* EXCERPT TO READ *
•••••

Claude Opus helped a business analyst launch two apps in two weeks without a team
A business analyst with no development experience built and published two Android apps on RuStore in two weeks: the time tracker "168 Hours" and the F1…
AI-processed from Habr AI; edited by Hamidun News
An experiment with AI development showed that a person without programming experience can already bring a mobile product to market. In two weeks, a business analyst assembled two Flutter applications for RuStore and spent about 80 hours on it.
How the experiment went
The author approached the task as a hypothesis test: if a business analyst knows how to decompose requirements, write user stories and acceptance criteria, that might be enough to work with an AI assistant instead of a regular team. For the test, he chose two different products — a time tracker "168 Hours" and F1 Tycoon, a game about managing a Formula-1 team. He also selected the stack through the model: Flutter and Dart for cross-platform development, Supabase as a free backend for the MVP.
The schedule turned out almost like a full sprint. The first two days were spent setting up Flutter and Android Studio, then a conveyor assembly of screens for "168 Hours" began. Next came the first heavy stage — integration with Supabase, where authorization and network calls quickly turned into a series of cyclical fixes.
After that, the author tackled F1 Tycoon, but the game project itself revealed the main limitation of current models: the more files and dependencies, the worse they maintain overall architecture. On day 14, both applications passed moderation in RuStore, and direct expenses remained at zero.
Where AI accelerated the work
According to the author, the best results came not from free tools, but from stronger commercial models. Free options often produced code that wouldn't compile and UI in the style of old textbook projects. GPT-5.2 turned out to be noticeably more stable, but it was Claude Opus that delivered the cleanest code, modern interface, and best preserved the context of the dialogue. But there's something more important: business analyst skills unexpectedly aligned with what good prompting requires.
"AI is like a junior developer: the more precise the requirements, the
more precise the result."

•••••

* THE TASK *
Decide whether each statement agrees with the article on the two apps, answering yes or no and quoting the words of the article that settle it. 1. The business analyst spent about 80 hours building the two applications. 2. GPT-5.2 produced the cleanest code of the models the author tried. 3. Both applications passed moderation in RuStore on day 14.

* ENTRIES PROVIDED *

•••••

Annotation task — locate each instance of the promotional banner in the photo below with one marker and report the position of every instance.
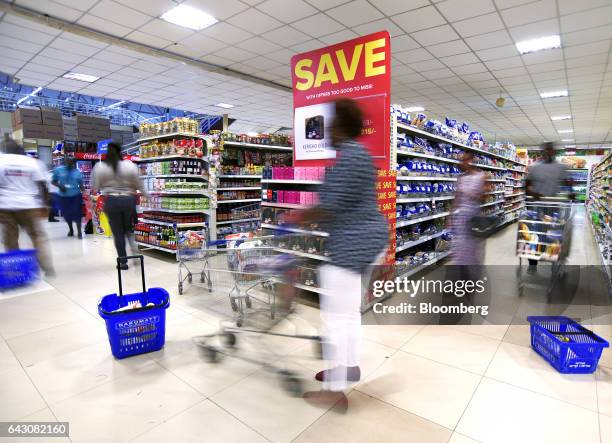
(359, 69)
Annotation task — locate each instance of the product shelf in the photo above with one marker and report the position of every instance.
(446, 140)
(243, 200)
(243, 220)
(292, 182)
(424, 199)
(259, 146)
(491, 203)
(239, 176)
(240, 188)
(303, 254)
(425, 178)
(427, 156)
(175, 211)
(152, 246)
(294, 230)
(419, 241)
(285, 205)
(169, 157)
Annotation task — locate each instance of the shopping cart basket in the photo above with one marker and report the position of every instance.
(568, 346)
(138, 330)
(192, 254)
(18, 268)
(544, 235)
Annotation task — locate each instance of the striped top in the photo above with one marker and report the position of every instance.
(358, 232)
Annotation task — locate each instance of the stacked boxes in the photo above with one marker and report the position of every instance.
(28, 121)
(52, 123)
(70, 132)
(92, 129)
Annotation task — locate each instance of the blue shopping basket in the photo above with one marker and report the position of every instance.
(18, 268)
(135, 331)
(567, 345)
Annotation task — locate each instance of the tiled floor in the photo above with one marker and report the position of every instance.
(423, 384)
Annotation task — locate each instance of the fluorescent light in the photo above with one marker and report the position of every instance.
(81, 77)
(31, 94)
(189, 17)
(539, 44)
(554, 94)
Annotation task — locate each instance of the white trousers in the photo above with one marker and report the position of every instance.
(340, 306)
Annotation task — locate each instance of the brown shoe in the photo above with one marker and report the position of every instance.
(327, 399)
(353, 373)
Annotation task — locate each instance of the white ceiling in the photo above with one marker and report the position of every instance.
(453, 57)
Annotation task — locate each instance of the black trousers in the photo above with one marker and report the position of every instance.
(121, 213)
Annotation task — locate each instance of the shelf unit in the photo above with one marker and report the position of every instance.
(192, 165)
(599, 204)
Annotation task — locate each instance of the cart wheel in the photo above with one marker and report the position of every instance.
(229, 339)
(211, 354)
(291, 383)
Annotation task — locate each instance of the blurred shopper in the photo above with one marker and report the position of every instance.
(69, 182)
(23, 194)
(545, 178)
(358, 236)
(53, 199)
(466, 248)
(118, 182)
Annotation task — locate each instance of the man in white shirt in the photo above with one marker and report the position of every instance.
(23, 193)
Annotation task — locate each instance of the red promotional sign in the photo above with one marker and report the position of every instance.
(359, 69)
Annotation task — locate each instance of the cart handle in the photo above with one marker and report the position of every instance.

•••••

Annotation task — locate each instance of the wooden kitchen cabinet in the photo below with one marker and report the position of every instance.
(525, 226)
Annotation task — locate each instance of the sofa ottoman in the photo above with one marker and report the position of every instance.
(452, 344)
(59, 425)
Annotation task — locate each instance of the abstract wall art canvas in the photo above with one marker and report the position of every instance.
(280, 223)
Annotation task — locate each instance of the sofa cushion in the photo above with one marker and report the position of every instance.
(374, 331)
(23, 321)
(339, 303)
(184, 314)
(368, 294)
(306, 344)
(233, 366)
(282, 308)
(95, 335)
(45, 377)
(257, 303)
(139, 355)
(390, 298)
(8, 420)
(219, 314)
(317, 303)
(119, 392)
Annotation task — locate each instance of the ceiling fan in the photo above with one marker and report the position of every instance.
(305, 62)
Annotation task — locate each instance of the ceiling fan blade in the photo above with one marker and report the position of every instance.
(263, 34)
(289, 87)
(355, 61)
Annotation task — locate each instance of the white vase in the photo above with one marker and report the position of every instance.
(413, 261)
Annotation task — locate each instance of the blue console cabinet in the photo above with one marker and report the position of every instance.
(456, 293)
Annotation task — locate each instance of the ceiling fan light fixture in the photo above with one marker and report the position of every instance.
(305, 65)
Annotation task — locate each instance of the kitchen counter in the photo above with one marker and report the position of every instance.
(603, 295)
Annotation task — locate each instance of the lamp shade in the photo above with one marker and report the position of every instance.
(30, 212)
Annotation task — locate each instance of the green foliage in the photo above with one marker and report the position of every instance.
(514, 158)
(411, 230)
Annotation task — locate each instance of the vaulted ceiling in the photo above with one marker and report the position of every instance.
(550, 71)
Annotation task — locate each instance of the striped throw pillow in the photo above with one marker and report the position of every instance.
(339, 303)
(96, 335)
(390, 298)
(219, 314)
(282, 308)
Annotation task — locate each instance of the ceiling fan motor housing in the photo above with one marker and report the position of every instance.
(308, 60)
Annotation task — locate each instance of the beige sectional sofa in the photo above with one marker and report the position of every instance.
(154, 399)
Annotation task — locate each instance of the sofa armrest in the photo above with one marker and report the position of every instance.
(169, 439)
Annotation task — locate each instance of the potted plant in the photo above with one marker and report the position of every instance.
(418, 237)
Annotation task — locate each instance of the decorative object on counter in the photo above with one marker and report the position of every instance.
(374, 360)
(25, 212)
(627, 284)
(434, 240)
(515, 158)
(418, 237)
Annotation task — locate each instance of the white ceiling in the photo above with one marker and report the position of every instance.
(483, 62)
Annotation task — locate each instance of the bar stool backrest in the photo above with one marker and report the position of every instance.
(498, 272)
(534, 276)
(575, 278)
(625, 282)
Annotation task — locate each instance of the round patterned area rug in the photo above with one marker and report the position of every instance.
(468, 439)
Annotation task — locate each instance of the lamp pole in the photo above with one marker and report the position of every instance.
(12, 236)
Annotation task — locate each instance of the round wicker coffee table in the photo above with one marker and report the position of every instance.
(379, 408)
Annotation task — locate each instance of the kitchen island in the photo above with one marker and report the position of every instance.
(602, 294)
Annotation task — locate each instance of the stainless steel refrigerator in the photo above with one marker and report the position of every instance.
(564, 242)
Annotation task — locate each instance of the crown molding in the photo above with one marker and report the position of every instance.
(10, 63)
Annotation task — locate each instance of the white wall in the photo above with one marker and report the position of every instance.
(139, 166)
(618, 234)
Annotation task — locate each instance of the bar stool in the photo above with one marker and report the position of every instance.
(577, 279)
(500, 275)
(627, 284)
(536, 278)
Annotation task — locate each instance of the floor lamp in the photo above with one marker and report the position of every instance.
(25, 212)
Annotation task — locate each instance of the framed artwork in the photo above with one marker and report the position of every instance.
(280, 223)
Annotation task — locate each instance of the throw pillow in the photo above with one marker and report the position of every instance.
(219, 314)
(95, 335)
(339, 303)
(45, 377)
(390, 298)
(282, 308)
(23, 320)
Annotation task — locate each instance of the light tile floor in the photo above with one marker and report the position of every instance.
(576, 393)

•••••

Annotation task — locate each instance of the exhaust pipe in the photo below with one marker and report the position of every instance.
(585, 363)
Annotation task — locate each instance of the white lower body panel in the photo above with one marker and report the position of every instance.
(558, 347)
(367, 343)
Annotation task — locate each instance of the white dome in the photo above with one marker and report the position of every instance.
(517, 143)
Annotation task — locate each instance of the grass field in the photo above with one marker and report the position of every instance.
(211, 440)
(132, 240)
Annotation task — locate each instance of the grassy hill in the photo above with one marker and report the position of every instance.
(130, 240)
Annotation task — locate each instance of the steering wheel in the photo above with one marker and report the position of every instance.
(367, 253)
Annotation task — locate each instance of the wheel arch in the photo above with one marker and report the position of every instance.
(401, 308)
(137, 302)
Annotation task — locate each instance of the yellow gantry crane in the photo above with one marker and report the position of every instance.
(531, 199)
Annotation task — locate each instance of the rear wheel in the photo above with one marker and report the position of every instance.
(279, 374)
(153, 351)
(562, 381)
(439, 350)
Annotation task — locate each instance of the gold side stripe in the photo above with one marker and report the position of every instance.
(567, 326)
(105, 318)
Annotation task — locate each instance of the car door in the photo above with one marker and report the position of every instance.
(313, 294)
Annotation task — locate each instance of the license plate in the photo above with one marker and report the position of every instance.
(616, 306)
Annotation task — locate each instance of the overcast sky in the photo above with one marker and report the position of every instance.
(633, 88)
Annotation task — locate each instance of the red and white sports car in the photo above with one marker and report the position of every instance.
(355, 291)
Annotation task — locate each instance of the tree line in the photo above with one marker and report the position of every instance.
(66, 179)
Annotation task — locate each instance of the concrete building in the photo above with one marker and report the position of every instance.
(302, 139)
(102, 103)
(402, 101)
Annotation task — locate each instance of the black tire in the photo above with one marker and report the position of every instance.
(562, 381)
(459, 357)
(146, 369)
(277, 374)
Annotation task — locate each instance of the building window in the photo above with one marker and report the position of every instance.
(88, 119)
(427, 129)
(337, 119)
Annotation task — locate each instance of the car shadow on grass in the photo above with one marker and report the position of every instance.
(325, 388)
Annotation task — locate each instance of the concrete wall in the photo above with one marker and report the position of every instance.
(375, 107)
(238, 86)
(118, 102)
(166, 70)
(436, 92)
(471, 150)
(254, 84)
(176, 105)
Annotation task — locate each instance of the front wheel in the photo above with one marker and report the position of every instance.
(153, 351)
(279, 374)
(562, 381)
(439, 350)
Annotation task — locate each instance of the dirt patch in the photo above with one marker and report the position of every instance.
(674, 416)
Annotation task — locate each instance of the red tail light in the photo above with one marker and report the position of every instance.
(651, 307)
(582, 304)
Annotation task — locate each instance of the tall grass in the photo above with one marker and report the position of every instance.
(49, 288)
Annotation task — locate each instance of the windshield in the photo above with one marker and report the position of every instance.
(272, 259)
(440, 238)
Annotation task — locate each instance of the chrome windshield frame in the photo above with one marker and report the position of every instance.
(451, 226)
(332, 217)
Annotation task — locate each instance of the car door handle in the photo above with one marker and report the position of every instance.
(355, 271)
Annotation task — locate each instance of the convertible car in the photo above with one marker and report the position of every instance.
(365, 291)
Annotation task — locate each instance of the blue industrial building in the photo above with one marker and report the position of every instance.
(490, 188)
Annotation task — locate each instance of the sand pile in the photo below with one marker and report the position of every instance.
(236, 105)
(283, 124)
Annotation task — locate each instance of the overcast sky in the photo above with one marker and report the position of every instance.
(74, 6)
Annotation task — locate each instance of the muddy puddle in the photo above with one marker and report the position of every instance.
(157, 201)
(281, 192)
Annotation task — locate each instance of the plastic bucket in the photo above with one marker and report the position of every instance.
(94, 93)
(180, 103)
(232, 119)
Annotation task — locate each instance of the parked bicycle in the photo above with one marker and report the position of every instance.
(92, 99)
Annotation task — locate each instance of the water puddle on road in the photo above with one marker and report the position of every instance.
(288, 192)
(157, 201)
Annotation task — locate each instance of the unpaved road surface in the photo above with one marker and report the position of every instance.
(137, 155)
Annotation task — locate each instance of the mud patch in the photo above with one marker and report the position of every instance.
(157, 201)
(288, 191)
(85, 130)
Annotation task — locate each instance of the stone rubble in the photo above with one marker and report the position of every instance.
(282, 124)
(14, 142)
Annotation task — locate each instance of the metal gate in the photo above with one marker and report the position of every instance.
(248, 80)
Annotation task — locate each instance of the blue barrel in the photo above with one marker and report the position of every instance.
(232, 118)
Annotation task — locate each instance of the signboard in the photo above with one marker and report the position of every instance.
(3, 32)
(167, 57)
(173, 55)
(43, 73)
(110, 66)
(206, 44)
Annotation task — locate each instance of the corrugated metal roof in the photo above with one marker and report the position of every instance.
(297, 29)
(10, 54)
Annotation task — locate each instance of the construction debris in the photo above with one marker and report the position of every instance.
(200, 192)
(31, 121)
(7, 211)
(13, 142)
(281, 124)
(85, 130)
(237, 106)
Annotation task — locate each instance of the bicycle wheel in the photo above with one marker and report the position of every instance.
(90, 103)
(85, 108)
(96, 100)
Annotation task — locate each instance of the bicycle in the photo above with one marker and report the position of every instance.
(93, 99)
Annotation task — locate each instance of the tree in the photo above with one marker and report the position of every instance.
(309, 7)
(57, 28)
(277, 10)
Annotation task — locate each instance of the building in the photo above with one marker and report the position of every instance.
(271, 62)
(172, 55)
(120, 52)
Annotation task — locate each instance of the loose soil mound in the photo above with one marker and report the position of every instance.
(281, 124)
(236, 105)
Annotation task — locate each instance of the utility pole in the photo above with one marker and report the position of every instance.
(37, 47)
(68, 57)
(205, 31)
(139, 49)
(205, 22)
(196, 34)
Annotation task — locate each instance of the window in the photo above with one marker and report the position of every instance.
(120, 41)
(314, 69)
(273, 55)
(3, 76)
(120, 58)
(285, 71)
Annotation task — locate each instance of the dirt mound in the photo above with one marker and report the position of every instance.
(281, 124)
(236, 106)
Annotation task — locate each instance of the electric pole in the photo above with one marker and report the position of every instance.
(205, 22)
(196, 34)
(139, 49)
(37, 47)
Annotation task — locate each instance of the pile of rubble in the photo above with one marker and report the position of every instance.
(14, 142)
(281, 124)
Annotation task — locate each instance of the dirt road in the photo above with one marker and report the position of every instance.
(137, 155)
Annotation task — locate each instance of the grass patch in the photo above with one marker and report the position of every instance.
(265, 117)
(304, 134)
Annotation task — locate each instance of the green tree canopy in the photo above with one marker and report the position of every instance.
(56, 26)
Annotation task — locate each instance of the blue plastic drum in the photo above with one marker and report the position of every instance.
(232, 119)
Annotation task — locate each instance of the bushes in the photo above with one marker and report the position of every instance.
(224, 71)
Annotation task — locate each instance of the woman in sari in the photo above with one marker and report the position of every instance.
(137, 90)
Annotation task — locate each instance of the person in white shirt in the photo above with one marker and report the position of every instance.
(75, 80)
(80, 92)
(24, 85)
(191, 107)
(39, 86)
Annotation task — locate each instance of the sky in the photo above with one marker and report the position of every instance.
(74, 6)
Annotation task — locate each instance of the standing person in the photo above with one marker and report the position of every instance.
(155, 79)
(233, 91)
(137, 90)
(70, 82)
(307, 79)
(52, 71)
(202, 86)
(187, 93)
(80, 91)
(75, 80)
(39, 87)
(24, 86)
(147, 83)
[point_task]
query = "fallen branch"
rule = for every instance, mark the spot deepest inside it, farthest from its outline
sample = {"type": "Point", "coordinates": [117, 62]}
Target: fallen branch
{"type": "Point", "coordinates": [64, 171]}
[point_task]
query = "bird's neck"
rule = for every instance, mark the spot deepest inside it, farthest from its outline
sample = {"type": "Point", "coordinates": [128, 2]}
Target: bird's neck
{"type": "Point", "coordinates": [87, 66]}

•••••

* RESULT *
1. Yes: "spent about 80 hours on it"
2. No: "GPT-5.2 turned out to be noticeably more stable, but it was Claude Opus that delivered the cleanest code"
3. Yes: "On day 14, both applications passed moderation in RuStore"